## EXERCISE TASKS
1. Translate this sentence from the overview of transcriptome sequencing into Spanish: "After the library is constructed, libraries of different samples can be mixed and sequenced."
2. In the overview of transcriptome sequencing, repeat word for word the part that opens with the words containing "Transcriptome sequencing requires" and closes with "to be tested.".

Introduction and Application of Transcriptome Sequencing

  • A transcriptome is a collection of all RNAs transcribed from a particular tissue or cell at a certain developmental or functional state, including mainly mRNA and non-coding RNA (ncRNA). The transcriptome studies explore gene function and structure from the overall level and reveal the molecular mechanism in specific biological processes or disease development. Transcriptomic sequencing (RNA-Seq) refers to cDNA sequencing by second-generation high-throughput sequencing technology and obtains a complete and rapid access to almost all transcripts of a given organ or tissue in a certain state. The transcriptome study is the basis and starting point for the study of gene function and structure. Understanding the transcriptome is necessary to interpret the functional elements of the genome and reveal the molecular composition of cells and tissues, and it plays an important role in understanding the development of the body and diseases.

    Although there are many manufacturers of next-generation sequencing machines, the core principles are similar. Basically, high-throughput sequencing is used to obtain RNA sequence information in samples. The more sequences are detected, the higher the expression level is. Taking the Illumina sequencing platform as an example, we briefly introduce how the extracted RNA become a sequencing library and data stored in the hard disk. The following diagram briefly describes the general flow of second-generation sequencing:


    General flow of second-generation sequencing

    Transcriptome sequencing requires the preparation of sequencing libraries with specific sequences and lengths that can be directly analyzed by the sequencer, so we need to combine RNA enrichment, fragmentation, reverse transcription, adapters, PCR amplification, length selection, etc. methods to get sequences with linker sequences (for bridge PCR amplification), Barcode sequences (for distinguishing different samples), and inserted cDNA fragments that are to be tested.

    After the library is constructed, libraries of different samples can be mixed and sequenced. The Illumia sequencing principle is shown in the figure below. A simple summary is to integrate the library into the sequencing chip, and to use PCR to amplify a single sequence into clusters to increase the signal intensity. Then the fluorescence signal of each cluster is collected and converted to the corresponding Bases to obtain sequencing data.


    Figure: The Illumia sequencing principle


    The application of transcriptome technology in biology:

    • Quickly obtain mRNA species and their abundance in organisms, helping researchers to discover new mRNA isoforms resulting from alternative splicing or alternative polyadenylation site selection;
    • Analysis of differential mRNA expression information, through the differential expression of gene function analysis. It can be found in cell differentiation, especially embryonic stem cells and neural stem cell differentiation, body development, signal transduction and other biological processes in the overall process of changes in gene expression characteristics.

    The application of transcriptome technology in medicine:

    • In the course of the onset and development of cancerous and other complex diseases. The intracellular gene expression patterns will change significantly, and there are significant results in the prevention and treatment of diseases.
    • Obtain transcript information of species or tissues; obtain relevant information of genes in transcripts, such as gene structure, function, discover new genes, optimize gene structure, find variable shear or find gene fusion.

## PROVIDED MATERIAL
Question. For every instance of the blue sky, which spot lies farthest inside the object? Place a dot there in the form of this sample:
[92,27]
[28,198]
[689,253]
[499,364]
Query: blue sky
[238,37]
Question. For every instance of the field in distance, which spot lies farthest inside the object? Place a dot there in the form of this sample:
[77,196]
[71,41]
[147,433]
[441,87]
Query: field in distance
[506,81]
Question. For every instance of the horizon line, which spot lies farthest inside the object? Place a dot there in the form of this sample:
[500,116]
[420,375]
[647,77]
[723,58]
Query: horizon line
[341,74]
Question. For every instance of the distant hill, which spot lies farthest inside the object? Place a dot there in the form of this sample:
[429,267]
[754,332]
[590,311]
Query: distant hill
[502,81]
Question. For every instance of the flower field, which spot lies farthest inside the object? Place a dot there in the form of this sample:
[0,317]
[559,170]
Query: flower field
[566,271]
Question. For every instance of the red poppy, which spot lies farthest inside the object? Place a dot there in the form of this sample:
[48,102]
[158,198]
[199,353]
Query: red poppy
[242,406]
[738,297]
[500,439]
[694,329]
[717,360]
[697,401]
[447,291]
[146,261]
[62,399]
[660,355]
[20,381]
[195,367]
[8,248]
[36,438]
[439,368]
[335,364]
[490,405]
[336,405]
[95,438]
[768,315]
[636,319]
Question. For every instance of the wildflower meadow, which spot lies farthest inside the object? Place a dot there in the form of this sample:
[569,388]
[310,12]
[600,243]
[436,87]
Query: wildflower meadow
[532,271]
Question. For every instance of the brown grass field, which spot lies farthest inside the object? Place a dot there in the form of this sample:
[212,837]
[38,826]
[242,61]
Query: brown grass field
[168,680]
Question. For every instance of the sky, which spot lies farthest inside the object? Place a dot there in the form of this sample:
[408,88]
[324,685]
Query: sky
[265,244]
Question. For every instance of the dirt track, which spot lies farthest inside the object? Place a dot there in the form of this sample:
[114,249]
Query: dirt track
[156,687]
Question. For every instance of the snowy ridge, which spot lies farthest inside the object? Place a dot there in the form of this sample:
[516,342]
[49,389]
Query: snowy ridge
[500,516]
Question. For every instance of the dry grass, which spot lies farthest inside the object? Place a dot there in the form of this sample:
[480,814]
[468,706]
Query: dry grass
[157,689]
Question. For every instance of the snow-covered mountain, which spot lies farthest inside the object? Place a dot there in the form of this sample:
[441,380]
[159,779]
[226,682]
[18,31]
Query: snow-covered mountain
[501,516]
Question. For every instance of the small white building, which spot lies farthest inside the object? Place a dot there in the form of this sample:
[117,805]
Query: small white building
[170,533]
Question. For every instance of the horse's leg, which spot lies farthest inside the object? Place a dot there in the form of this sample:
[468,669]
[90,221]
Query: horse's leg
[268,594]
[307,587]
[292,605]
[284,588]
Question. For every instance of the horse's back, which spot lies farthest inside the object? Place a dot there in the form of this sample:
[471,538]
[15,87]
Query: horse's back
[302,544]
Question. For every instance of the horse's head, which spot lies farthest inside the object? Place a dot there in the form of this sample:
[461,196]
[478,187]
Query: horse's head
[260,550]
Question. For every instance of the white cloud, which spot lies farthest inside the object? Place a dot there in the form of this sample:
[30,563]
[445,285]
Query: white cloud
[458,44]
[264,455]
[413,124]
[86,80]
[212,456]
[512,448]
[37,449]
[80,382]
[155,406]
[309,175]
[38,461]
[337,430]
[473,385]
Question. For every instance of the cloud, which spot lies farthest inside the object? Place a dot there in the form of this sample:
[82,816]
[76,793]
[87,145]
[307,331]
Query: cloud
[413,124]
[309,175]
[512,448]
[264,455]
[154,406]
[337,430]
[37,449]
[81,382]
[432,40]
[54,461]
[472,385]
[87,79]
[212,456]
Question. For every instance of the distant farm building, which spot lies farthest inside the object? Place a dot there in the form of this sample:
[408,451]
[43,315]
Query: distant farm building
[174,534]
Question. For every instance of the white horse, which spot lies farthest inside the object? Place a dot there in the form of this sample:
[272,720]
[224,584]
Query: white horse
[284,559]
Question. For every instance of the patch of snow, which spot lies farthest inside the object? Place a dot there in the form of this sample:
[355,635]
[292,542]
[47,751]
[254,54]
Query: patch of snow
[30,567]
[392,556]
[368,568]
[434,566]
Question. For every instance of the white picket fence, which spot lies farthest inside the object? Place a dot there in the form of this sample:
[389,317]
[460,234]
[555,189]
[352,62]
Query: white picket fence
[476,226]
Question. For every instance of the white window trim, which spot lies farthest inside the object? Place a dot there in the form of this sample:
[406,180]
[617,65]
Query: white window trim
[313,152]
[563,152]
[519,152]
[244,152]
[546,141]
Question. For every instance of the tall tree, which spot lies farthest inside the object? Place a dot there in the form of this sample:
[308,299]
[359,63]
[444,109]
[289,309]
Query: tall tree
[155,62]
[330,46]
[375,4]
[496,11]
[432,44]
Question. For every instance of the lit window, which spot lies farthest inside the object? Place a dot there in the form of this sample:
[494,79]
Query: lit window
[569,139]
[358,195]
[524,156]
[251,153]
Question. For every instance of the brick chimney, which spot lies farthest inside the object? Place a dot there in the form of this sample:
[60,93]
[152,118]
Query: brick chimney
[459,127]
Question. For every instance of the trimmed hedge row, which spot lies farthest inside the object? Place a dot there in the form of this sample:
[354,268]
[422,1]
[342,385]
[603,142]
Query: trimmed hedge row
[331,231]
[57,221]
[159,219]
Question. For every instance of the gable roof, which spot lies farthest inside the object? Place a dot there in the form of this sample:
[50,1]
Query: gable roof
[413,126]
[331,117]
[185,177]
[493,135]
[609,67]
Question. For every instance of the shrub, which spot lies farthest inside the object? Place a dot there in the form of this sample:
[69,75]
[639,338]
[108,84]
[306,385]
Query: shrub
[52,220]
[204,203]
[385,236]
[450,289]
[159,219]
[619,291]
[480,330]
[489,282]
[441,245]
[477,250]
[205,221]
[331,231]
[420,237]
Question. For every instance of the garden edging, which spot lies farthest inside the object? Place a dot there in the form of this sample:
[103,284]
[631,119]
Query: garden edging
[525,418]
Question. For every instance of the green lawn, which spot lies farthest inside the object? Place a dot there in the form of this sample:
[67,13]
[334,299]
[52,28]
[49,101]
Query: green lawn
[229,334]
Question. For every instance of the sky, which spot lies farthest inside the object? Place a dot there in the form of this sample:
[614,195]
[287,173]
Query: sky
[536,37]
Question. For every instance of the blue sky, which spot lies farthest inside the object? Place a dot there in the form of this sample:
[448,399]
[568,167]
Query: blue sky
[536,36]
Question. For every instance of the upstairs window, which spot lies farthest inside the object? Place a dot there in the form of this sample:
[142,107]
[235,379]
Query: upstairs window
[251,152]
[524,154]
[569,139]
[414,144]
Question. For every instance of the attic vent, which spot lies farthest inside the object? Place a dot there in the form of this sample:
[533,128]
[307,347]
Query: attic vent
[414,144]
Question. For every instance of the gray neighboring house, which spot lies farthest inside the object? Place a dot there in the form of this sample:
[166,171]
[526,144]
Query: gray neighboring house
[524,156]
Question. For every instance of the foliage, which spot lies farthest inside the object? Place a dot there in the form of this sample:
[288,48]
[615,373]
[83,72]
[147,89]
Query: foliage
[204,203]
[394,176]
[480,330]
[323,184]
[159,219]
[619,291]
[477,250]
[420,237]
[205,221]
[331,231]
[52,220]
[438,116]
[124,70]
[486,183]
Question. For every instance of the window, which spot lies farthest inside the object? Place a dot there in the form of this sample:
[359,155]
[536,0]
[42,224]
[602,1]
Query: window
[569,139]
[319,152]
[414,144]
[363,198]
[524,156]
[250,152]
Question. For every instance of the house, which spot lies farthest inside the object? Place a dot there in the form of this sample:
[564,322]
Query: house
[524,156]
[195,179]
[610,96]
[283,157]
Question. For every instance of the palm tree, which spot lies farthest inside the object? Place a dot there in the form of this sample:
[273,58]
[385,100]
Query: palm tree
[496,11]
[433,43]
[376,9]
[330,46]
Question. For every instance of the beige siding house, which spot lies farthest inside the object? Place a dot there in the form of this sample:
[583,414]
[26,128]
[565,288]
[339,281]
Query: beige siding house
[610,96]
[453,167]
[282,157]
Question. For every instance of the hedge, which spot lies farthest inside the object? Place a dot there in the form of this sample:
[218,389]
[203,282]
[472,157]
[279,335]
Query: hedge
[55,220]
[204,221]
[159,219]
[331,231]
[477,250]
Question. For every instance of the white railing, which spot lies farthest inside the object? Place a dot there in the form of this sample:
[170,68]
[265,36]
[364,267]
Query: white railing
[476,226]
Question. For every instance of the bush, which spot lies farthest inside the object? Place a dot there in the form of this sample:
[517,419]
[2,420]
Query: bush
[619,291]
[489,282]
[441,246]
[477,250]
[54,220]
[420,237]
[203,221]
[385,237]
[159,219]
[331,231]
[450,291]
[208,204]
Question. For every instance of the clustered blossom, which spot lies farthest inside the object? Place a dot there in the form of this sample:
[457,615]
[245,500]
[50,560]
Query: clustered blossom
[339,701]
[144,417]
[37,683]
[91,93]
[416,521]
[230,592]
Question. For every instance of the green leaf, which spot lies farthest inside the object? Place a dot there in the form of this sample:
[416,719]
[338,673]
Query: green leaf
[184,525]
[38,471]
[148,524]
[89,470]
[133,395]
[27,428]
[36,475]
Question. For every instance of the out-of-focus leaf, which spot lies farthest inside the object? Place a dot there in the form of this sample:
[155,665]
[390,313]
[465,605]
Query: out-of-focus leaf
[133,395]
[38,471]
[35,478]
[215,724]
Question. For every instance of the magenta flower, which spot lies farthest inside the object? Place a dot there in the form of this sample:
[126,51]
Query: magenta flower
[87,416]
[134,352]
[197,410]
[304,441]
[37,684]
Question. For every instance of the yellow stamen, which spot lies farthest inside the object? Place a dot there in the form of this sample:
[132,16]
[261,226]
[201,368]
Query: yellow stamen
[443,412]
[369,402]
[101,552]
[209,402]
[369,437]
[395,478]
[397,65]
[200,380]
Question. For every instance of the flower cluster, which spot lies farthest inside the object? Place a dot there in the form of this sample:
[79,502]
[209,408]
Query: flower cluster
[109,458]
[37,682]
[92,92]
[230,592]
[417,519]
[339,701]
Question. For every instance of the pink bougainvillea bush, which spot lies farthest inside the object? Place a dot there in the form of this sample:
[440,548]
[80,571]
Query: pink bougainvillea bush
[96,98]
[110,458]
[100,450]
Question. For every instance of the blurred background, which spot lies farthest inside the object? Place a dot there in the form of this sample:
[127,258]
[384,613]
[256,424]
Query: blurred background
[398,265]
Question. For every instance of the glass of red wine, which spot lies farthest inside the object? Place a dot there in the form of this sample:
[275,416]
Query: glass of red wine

## RESULTS BY TASK
1. Una vez construida la biblioteca, las bibliotecas de diferentes muestras pueden mezclarse y secuenciarse.

2.
Transcriptome sequencing requires the preparation of sequencing libraries with specific sequences and lengths that can be directly analyzed by the sequencer, so we need to combine RNA enrichment, fragmentation, reverse transcription, adapters, PCR amplification, length selection, etc. methods to get sequences with linker sequences (for bridge PCR amplification), Barcode sequences (for distinguishing different samples), and inserted cDNA fragments that are to be tested.